- YOUR TASK
Return the records below from the line containing "Task: point out each instance of the green leafy" onward, exactly, through and including the last line.

- EXERCISE INPUTS
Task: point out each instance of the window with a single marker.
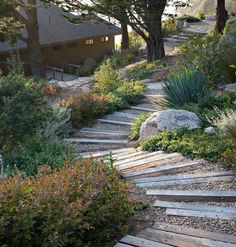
(89, 41)
(72, 45)
(56, 47)
(105, 39)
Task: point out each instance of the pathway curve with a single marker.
(190, 203)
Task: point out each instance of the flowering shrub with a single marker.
(83, 205)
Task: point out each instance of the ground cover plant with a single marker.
(87, 204)
(110, 93)
(193, 144)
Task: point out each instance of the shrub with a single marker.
(136, 125)
(188, 18)
(37, 151)
(202, 53)
(83, 205)
(226, 122)
(86, 108)
(24, 109)
(107, 79)
(196, 145)
(185, 87)
(169, 27)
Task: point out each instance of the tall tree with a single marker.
(221, 16)
(24, 14)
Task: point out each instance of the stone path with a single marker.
(191, 203)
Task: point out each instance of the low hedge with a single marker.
(194, 144)
(83, 205)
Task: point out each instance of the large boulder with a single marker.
(168, 120)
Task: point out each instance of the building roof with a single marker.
(55, 29)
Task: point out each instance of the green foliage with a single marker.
(136, 125)
(189, 18)
(202, 53)
(107, 78)
(169, 27)
(83, 205)
(193, 144)
(185, 87)
(86, 108)
(23, 109)
(37, 151)
(145, 70)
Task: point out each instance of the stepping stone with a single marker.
(96, 141)
(141, 242)
(107, 121)
(182, 177)
(180, 240)
(105, 153)
(187, 181)
(193, 195)
(195, 207)
(165, 170)
(142, 156)
(148, 162)
(200, 214)
(195, 232)
(142, 109)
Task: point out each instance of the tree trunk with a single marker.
(125, 37)
(221, 15)
(155, 47)
(35, 56)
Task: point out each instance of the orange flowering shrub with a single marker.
(83, 205)
(86, 108)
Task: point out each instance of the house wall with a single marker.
(74, 53)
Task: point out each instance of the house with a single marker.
(64, 42)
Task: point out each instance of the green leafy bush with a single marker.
(185, 87)
(202, 53)
(107, 78)
(136, 125)
(189, 18)
(86, 108)
(24, 109)
(169, 27)
(37, 151)
(83, 205)
(193, 144)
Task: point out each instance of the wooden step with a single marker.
(141, 242)
(180, 177)
(180, 240)
(138, 157)
(142, 109)
(96, 141)
(126, 115)
(187, 181)
(165, 170)
(200, 214)
(149, 162)
(195, 207)
(113, 122)
(195, 232)
(193, 195)
(105, 153)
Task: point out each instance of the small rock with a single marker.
(210, 130)
(168, 120)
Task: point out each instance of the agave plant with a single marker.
(185, 87)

- EXPECTED ANSWER
Task: point out each instance of the green leafy bush with a single marker.
(185, 87)
(202, 53)
(107, 78)
(136, 125)
(189, 18)
(86, 108)
(24, 109)
(169, 27)
(37, 151)
(83, 205)
(193, 144)
Task: point out each instance of the wooden step with a single marker.
(141, 242)
(180, 177)
(180, 240)
(138, 157)
(142, 109)
(96, 141)
(126, 115)
(187, 181)
(165, 170)
(200, 214)
(149, 162)
(195, 207)
(113, 122)
(195, 232)
(193, 195)
(105, 153)
Task: point out each instance of the small rock with a single marker.
(210, 130)
(168, 120)
Task: point out each instance of the agave plant with a single marker.
(185, 87)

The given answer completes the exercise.